→ Work to be completed:
Update the records by changing every "shelf audit" to "site inspection" and keeping everything else as it is. Leave the pictures out of your answer.

>> START

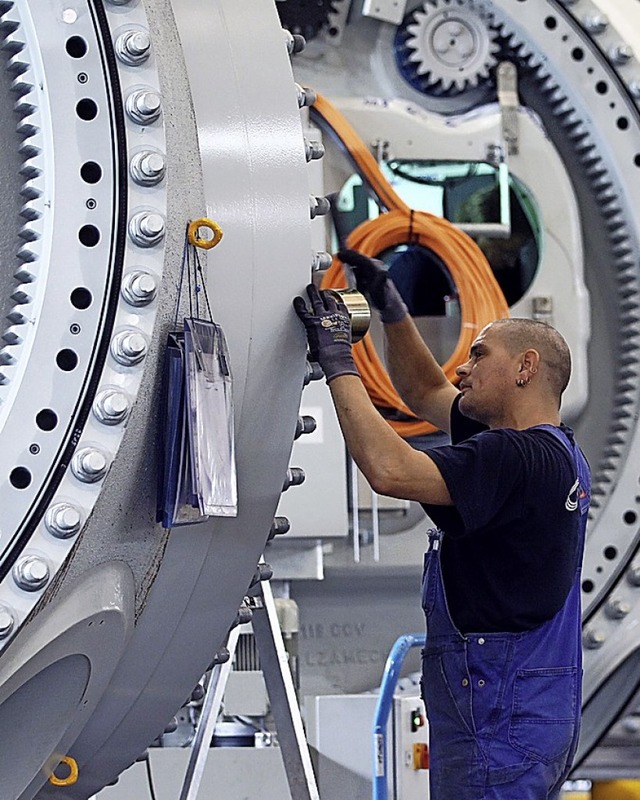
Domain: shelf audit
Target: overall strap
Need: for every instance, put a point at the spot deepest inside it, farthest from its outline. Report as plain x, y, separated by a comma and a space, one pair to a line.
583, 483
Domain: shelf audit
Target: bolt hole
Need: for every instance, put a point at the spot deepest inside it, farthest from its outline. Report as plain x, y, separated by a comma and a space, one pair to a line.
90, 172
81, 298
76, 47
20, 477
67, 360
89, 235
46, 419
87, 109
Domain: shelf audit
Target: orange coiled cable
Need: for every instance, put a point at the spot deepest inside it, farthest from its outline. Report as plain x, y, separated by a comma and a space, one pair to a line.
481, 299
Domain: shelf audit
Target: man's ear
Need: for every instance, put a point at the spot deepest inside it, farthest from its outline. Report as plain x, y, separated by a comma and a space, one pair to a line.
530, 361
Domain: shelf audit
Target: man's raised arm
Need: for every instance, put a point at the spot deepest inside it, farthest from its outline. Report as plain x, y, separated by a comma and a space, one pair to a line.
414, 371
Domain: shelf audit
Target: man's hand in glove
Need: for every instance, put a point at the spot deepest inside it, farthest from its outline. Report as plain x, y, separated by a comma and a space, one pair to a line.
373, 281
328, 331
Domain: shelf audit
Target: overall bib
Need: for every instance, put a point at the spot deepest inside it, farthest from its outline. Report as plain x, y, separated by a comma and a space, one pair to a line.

>> END

→ Response for this exercise:
Domain: site inspection
Target: overall strap
Need: for every instance, put a point at the spot deepest inside it, farthest from its outline. Report as plain x, y, separated by a comma and a space, one pair to a line.
583, 483
Domain: site inspection
Target: bolt hole
Need: for every instance, put a point at the spot deepest inside it, farthest from its outline. Report as plain x, y, separated by a comma and a space, one pair to a line.
90, 172
81, 298
76, 47
20, 477
67, 360
89, 235
46, 419
87, 109
Domain: site inspection
Target: orange coiled cable
Need: for every instance, put a point at the spot deepest inside it, farthest from its outline. Report as plain x, y, separated by a comma and a space, one pair to a line.
481, 299
Domain: site inspection
Target: man's ear
Need: for every instance, put a point at the spot deepest inside it, farthest from its outline. Report as plain x, y, separated by a comma and a space, one pair to a line.
530, 361
Domain: site inspection
Target: man's raised arm
Need: for every instance, put a point at the spot deepest inside it, farthest from its outline. Report as plain x, y, separated by a comma and a space, one pair to a line.
414, 371
Domain: site inspection
Target: man's hand in glove
Need: for every instance, put a point at the spot deepest inside it, farthest from its outline. Report as plain x, y, separated by a comma and a space, one pair to a line.
373, 281
328, 331
Domain: site inspection
Target: overall bib
Need: for every instance, put a point at the spot deepest inside it, farthest from its outline. Report as plain x, y, separated by a comma and a space, one pair to a line.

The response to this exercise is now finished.